# Surprising ASA rule



## bow-legged (Nov 26, 2002)

What you dont hunt in a collar shirt? I thought everyone did.


----------



## TANC (Mar 14, 2005)

The shoots need a little class. 

They take this rule seriously in case you're doubting it. You'll either be asked to leave or have to find one to put on if you don't have one.

BTW, your golf experience must be at low end public courses. Around here, and across the country, at private clubs and upscale public/resort facilities, dress codes FAR exceed anything the ASA has in place. I played for 40 years and was never allowed to wear shirts without collars until recent new offerings of Nike style collarless stuff like Tiger made popular. Again, this has never applied on low end public facilities where you could play shoeless and shirtless if you wanted. Those places I avoided.


----------



## carlosii (Feb 25, 2007)

TANC said:


> The shoots need a little class.
> 
> They take this rule seriously in case you're doubting it. You'll either be asked to leave or have to find one to put on if you don't have one.
> 
> ...


My first ASA shoot I wore a tee and shot BN. Coming off the range the first day I was told about the collared shirt rule. Had one the next day. Didn't get kicked off or asked to leave.

I read his post as saying he did play where collared shirts were required. I think you mis-read his post in regard to his golfing experience. Just a little harsh, IMHO.


----------



## BeauBowhunter (Aug 27, 2007)

carlosii said:


> My first ASA shoot I wore a tee and shot BN. Coming off the range the first day I was told about the collared shirt rule. Had one the next day. Didn't get kicked off or asked to leave.
> 
> I read his post as saying he did play where collared shirts were required. I think you mis-read his post in regard to his golfing experience. Just a little harsh, IMHO.


I agree... Just cause the places that you play golf at require them doesn't mean jack. 

To the original poster: I am glad that you are getting into 3D and I hope you can look past some people that think they are better than others. Good luck with it!


----------



## SonnyThomas (Sep 10, 2006)

Of course you understand this is on the national level. State level is a little more casual, t-shirts allowed.


----------



## bfisher (Nov 30, 2002)

SonnyThomas said:


> Of course you understand this is on the national level. State level is a little more casual, t-shirts allowed.


 And as it should be. It's supposedly a casual sport. Still, there's nothing wrong with having some dress codes in place. How would you guys like to see archery degrade to the point that you see belts being used to hold up ass cheeks, if you know what I'm talking about. Ass cheeks (underwear) showing, but got that collared shirt on. Never gonna happen, but I'm just making a point.


----------



## bclowman (Aug 2, 2009)

I see where your coming from as far as 3D replicating hunting situations but that really isn't the case when you get to the ASA level. For the most part it is just another form of target archery. I personaly like the fact that the ASA requires a dress code. it just helps to represent the sport better. No different than a sporting clays of trap shoot. It's more about the competition than replicating hunting.


----------



## bownrut09 (Jul 8, 2009)

WOW, what a statement to make...! I bet NFAA is happy to have them as your avatar. I dont even know what to say about this quote. I'm guessing this is one of "those guys" you see at a shoot that cant shoot for crap and own everything in the world. I've seen alot of "trash" out score alot of "those guys" so just like someone said once before "think before you speak":thumbs_do


----------



## Doc (Jun 10, 2003)

# ENTRIES SHOWN
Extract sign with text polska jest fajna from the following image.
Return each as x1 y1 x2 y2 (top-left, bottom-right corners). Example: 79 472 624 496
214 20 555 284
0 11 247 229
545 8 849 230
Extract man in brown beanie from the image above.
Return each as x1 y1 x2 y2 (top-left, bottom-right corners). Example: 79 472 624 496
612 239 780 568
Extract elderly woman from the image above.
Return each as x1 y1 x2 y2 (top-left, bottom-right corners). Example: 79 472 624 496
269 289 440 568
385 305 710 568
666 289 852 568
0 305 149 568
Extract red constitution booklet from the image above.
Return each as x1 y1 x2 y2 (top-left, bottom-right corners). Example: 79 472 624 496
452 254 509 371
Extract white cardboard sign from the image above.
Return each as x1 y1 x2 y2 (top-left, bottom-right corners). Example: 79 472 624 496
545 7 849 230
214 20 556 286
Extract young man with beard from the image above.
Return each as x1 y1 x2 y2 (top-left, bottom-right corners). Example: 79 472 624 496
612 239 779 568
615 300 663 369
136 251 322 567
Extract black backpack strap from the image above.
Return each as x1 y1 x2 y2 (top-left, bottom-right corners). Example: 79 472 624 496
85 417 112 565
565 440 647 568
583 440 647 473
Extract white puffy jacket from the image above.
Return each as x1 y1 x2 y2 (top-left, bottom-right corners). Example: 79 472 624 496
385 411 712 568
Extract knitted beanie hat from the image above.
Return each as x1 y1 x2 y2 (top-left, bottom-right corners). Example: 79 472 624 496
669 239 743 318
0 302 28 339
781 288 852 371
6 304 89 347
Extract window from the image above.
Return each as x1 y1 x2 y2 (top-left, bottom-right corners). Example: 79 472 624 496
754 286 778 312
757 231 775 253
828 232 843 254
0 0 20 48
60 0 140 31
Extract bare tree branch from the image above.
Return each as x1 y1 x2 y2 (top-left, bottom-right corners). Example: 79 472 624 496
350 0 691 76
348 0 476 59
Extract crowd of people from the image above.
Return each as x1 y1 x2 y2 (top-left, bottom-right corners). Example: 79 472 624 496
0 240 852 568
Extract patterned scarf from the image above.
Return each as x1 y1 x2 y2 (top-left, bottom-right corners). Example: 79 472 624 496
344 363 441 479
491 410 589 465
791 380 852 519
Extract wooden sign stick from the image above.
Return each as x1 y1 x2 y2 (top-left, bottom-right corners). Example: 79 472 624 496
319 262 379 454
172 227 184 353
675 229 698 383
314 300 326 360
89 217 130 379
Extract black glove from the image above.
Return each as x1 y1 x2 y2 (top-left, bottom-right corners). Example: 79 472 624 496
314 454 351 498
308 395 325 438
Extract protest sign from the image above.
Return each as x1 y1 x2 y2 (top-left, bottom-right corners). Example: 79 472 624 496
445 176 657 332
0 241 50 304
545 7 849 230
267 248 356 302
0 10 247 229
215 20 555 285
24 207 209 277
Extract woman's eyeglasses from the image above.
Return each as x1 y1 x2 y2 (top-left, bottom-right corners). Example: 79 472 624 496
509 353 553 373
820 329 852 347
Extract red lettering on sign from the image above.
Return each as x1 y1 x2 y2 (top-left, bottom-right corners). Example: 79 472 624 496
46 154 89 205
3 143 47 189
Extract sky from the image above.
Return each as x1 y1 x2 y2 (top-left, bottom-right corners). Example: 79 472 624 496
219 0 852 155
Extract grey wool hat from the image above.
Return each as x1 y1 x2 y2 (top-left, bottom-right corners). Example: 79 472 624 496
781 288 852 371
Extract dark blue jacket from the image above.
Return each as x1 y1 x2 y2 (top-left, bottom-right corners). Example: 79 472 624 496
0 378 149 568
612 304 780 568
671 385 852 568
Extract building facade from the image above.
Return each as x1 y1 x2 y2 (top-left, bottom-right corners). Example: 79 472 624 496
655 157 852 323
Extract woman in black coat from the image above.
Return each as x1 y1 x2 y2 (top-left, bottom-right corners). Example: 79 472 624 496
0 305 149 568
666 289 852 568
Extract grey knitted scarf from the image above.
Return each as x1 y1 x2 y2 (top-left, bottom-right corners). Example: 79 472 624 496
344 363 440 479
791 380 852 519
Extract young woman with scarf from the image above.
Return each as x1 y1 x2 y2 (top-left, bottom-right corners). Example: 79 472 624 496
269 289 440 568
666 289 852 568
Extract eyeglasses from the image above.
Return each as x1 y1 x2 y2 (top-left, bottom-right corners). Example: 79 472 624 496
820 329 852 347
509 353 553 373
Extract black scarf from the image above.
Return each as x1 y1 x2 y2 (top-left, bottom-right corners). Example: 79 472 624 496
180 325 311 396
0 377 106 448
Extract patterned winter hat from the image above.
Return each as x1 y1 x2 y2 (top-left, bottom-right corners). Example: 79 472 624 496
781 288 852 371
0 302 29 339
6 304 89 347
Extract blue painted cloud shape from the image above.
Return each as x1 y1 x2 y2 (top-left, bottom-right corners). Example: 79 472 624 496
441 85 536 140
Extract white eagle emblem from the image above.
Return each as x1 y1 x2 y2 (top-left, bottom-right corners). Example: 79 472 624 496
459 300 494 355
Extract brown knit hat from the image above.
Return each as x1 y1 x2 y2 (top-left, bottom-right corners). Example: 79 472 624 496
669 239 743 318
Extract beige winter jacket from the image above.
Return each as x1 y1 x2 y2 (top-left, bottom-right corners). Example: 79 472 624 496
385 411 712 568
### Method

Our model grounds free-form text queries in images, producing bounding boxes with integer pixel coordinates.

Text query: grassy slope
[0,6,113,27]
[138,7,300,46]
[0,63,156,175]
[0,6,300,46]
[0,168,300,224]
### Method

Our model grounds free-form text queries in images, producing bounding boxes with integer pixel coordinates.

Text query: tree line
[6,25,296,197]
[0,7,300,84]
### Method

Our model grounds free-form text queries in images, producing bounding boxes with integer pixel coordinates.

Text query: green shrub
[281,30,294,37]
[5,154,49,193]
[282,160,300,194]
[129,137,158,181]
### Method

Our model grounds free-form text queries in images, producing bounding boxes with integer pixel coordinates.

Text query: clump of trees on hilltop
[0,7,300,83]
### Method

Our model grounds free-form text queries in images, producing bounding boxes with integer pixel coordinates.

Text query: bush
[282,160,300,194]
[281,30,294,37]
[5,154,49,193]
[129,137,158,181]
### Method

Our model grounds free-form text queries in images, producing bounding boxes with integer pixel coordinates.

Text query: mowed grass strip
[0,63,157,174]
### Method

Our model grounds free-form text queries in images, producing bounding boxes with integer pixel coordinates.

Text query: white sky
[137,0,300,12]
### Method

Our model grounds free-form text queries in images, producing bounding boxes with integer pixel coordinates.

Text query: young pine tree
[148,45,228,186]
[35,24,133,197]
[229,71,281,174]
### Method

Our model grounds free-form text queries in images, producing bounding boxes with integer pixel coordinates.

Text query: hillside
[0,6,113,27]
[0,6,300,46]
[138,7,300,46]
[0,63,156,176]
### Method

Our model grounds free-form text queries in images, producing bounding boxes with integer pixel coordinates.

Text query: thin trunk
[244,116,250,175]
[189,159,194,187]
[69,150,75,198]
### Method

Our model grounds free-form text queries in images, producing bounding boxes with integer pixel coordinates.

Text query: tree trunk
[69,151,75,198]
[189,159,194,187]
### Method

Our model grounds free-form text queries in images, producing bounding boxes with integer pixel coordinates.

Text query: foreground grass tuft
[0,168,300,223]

# PARTS OF THE EXERCISE
- 1) In the forum thread about the ASA collared-shirt rule, what does SonnyThomas say is allowed at the state level?
- 2) Carry on the forum thread about the ASA collared-shirt rule from where it stops.
The records have no connection to the forum thread about the ASA collared-shirt rule.

# EXERCISE ANSWERS
- 1) T-shirts are allowed at the state level.

- 2)
bownrut09 said:


> WOW, what a statement to make...! I bet NFAA is happy to have them as your avatar. I dont even know what to say about this quote. I'm guessing this is one of "those guys" you see at a shoot that cant shoot for crap and own everything in the world. I've seen alot of "trash" out score alot of "those guys" so just like someone said once before "think before you speak":thumbs_do


Easy does it tiger...I don't understand why that statement over-rated your cams:noidea:


----------



## bclowman (Aug 2, 2009)

bownrut09 said:


> WOW, what a statement to make...! I bet NFAA is happy to have them as your avatar. I dont even know what to say about this quote. I'm guessing this is one of "those guys" you see at a shoot that cant shoot for crap and own everything in the world. I've seen alot of "trash" out score alot of "those guys" so just like someone said once before "think before you speak":thumbs_do


NFAA has a dress code now also in the pro division. Collars and no jeans.:mg:
They thought that jeans looked "trashy". So i guess they would be proud to have him use there Avatar.


----------



## TANC (Mar 14, 2005)

carlosii said:


> My first ASA shoot I wore a tee and shot BN. Coming off the range the first day I was told about the collared shirt rule. Had one the next day. Didn't get kicked off or asked to leave.
> 
> I read his post as saying he did play where collared shirts were required. I think you mis-read his post in regard to his golfing experience. Just a little harsh, IMHO.


You are correct. He did say he's used to wearing collared shirts when playing golf. My bad. 

And you were lucky. I've seen them make several put collared shirts (or jackets) on standing on the first stake first day.... or else.

But I don't know where the word "harsh" comes into play here. I just stated it's a fact you have to wear collared shirts at ASA national events. Then I misread his quote about golf where I mistakingly thought he said he was not accustomed to a dress code, which there usually is. Nothing personal. 

And it has nothing to do with anyone thinking they are better than the next guy. :zip:


----------



## J Whittington (Nov 13, 2009)

TANC said:


> The shoots need a little class.
> 
> They take this rule seriously in case you're doubting it. You'll either be asked to leave or have to find one to put on if you don't have one.
> 
> BTW, your golf experience must be at low end public courses. Around here, and across the country, at private clubs and upscale public/resort facilities, dress codes FAR exceed anything the ASA has in place. I played for 40 years and was never allowed to wear shirts without collars until recent new offerings of Nike style collarless stuff like Tiger made popular. Again, this has never applied on low end public facilities where you could play shoeless and shirtless if you wanted. Those places I avoided.


tanc your telling your age:wink:


----------



## TANC (Mar 14, 2005)

J Whittington said:


> tanc your telling your age:wink:


I know. I've been around this stuff longer than some of these guys parents are old. ukey:

See you in Augusta. Good luck to you and your better half.


----------



## Daniel Boone (May 31, 2002)

*Shows Class*

ASA doesnt need tank tops and t shirts on the range.

This is a national level shoot and I know this is a good rule. We ever want archery on TV we need to look the part.


Never seen anyone get upset about this rule. ASA runs one of the best ran events on the national level. Its a good show and good rules.
DB


----------



## Kadob62 (May 1, 2009)

Daniel Boone said:


> ASA doesnt need tank tops and t shirts on the range.
> 
> This is a national level shoot and I know this is a good rule. We ever want archery on TV we need to look the part.
> 
> ...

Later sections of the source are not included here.